What is needed » Could you copy the rows below word for word, beginning at the row that contains "Where can the atv rear" and stopping after the row that contains "(1155, 215)"?

━━━━━ Dataset extract

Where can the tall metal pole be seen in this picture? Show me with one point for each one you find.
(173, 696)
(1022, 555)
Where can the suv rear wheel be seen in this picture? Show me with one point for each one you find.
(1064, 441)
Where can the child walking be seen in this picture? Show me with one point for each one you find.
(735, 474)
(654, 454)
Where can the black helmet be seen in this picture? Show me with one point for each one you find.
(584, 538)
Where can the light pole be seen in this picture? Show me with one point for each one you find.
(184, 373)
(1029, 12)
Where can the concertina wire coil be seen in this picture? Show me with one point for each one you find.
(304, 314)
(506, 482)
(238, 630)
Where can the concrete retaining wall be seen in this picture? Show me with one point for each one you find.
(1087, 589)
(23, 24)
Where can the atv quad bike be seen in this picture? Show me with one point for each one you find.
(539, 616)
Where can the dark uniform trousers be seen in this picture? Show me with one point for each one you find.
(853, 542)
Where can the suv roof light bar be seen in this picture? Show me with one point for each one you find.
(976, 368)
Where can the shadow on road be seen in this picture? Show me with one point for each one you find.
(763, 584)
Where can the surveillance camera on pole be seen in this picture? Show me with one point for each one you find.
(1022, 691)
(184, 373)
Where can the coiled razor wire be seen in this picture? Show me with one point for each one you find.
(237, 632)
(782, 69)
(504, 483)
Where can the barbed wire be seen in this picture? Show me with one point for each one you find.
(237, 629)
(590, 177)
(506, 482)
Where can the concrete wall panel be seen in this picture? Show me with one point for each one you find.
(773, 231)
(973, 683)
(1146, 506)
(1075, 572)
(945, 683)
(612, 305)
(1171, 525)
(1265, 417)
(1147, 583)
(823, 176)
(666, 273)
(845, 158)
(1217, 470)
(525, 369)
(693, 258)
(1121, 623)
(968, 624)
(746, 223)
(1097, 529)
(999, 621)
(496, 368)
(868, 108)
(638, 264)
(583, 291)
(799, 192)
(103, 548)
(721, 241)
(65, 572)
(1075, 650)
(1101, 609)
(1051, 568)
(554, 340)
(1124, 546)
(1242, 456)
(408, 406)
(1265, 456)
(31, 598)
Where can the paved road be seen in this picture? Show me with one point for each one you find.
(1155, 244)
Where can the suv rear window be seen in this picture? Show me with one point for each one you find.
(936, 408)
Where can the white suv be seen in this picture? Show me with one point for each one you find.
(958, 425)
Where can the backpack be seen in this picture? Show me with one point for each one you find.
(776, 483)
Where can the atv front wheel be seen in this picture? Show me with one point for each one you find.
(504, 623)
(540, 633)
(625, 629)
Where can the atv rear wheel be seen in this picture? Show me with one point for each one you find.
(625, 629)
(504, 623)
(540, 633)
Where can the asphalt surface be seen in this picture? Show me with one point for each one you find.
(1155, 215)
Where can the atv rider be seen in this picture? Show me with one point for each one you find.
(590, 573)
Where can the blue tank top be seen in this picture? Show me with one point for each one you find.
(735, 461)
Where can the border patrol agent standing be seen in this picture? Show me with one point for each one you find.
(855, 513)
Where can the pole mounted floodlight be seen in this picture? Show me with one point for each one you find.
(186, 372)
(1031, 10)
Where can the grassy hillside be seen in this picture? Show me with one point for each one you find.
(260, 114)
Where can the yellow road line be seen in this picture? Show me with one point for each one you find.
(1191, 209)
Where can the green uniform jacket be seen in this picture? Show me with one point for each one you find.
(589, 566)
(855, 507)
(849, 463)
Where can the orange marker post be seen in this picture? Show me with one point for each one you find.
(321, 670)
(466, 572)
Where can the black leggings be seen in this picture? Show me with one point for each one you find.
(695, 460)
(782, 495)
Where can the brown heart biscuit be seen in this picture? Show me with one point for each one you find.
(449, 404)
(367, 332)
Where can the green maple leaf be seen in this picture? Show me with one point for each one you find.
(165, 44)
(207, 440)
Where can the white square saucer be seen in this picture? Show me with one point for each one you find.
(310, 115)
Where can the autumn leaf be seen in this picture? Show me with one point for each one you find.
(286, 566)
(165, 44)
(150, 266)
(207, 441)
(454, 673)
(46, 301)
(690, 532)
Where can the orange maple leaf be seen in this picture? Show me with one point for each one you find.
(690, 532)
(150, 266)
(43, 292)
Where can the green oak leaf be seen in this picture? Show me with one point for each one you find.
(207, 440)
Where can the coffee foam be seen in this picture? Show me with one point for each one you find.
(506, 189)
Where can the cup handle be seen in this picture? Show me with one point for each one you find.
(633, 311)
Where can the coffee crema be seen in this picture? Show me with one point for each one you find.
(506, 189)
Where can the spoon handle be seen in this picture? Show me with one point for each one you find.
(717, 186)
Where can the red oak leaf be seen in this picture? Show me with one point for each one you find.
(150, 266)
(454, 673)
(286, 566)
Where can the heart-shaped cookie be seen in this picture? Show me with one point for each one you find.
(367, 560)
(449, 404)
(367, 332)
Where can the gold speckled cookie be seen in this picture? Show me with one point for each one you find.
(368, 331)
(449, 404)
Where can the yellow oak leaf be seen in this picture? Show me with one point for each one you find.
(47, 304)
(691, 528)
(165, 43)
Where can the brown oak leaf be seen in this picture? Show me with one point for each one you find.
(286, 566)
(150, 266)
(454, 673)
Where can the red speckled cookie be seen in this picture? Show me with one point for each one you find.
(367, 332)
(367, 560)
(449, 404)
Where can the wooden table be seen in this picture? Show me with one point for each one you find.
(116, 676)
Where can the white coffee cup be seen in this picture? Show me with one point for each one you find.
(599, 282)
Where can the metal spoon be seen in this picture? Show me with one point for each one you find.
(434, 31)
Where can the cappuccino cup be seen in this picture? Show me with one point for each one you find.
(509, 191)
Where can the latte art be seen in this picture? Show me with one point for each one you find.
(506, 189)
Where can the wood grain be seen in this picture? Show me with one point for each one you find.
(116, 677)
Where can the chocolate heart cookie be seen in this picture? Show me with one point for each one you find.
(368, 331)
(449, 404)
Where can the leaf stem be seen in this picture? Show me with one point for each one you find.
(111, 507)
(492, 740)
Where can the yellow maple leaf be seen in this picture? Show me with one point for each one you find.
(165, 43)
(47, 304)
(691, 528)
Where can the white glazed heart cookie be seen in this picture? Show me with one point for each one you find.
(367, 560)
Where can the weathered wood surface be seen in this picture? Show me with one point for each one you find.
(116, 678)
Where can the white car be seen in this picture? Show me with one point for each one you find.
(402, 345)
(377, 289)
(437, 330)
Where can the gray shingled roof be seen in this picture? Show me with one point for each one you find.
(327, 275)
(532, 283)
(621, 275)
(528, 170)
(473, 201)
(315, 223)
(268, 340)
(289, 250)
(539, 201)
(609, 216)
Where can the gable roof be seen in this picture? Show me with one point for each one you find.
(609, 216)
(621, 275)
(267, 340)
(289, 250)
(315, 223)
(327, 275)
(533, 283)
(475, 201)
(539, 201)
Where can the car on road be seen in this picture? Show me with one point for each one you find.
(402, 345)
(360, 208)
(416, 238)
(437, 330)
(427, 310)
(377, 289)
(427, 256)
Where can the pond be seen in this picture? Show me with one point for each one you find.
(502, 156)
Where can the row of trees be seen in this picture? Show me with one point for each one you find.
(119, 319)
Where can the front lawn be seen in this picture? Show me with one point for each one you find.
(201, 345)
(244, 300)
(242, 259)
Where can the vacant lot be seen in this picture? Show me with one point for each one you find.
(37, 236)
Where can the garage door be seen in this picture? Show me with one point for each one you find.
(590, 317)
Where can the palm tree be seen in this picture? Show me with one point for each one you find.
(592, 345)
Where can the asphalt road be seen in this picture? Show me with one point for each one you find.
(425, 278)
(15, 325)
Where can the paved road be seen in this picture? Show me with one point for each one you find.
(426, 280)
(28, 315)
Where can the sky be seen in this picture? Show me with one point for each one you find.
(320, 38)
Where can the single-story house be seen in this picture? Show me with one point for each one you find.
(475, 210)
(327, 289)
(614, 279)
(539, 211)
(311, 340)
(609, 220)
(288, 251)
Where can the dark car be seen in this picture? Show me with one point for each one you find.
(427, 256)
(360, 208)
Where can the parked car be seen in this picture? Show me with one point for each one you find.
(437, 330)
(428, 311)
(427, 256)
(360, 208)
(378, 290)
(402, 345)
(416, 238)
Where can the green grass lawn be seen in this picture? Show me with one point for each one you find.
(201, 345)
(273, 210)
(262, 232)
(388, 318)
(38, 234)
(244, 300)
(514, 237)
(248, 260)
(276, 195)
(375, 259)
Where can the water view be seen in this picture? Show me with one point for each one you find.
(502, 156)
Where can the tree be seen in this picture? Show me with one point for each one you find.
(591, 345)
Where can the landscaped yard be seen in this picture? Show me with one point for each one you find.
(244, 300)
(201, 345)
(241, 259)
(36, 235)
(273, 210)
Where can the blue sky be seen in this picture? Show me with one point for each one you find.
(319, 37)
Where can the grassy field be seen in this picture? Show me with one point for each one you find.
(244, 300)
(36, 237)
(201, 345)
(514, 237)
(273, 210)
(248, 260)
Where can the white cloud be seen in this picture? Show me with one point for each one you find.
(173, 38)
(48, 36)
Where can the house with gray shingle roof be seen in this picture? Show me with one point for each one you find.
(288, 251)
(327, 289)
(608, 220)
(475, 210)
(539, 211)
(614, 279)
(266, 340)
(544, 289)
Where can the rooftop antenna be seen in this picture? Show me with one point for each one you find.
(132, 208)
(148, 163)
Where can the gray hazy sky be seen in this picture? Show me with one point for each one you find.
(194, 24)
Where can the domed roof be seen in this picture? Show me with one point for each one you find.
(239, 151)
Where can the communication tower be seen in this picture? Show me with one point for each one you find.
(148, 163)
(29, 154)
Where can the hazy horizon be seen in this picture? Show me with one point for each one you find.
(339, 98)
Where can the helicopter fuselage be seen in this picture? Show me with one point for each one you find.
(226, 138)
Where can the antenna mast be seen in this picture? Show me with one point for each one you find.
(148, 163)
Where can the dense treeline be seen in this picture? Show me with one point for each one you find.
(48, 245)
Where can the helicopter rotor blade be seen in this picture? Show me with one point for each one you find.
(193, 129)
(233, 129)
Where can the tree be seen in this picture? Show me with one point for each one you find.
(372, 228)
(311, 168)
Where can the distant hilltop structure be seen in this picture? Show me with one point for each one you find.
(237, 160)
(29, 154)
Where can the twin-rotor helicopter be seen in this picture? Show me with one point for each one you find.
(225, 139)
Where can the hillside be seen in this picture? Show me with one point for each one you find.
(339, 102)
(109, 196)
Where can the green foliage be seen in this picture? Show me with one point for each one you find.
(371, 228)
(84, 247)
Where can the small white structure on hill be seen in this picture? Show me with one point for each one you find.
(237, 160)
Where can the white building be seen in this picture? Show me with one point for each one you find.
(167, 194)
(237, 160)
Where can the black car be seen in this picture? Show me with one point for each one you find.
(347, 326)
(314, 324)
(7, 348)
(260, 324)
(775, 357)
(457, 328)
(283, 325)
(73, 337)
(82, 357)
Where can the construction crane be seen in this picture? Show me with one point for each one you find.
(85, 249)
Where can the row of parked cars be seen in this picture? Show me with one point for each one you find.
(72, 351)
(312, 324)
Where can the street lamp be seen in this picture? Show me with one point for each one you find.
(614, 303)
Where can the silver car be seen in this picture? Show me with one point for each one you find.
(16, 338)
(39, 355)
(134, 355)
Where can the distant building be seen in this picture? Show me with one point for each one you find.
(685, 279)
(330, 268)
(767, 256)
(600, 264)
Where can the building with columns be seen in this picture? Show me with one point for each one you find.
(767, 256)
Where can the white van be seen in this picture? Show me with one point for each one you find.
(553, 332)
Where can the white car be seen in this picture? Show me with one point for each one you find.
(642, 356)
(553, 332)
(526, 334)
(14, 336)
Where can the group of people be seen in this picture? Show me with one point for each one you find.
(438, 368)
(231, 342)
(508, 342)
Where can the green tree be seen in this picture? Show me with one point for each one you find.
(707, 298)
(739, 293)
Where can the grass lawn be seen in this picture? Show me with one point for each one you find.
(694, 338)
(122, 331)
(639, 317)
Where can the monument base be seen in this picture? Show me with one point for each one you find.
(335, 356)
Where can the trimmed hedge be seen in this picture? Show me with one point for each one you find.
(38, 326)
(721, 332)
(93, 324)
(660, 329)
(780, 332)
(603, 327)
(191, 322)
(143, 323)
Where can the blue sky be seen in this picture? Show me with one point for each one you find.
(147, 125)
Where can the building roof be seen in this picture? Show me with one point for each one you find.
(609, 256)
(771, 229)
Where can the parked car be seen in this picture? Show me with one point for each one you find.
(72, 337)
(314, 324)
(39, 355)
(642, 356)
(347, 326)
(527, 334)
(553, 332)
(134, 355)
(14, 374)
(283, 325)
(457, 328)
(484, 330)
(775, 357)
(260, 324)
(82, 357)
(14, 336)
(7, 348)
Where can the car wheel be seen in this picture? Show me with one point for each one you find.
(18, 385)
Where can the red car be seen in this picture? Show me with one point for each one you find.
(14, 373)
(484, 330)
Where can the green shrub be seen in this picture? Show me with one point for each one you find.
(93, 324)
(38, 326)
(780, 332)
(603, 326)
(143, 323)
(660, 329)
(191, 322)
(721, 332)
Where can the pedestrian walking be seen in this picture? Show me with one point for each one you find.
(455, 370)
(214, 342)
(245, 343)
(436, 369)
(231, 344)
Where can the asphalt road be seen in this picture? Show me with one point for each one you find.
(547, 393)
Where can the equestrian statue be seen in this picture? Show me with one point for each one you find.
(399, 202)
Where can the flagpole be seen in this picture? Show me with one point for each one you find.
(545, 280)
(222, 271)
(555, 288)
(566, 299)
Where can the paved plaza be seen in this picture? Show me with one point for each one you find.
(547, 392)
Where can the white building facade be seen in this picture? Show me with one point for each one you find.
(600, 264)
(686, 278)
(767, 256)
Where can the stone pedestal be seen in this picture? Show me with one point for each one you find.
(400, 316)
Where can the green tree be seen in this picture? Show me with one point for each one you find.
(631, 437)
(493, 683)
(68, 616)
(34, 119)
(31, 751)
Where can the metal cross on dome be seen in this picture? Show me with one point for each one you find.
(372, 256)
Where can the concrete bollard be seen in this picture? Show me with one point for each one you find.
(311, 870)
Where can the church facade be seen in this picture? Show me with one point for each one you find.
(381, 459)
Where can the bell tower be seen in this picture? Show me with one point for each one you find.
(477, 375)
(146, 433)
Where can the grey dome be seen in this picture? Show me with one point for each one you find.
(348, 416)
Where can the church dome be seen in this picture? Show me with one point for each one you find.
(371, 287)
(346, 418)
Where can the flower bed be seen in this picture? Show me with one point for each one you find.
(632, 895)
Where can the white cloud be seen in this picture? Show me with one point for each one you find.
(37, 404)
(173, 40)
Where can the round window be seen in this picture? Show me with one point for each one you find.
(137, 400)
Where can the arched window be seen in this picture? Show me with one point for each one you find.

━━━━━━━━━━

Full output »
Where can the atv rear wheel be seen in this picture? Show me with one point for each one you find.
(625, 629)
(504, 623)
(540, 633)
Where can the asphalt surface be seen in this picture? Show me with one point for each one you find.
(1155, 215)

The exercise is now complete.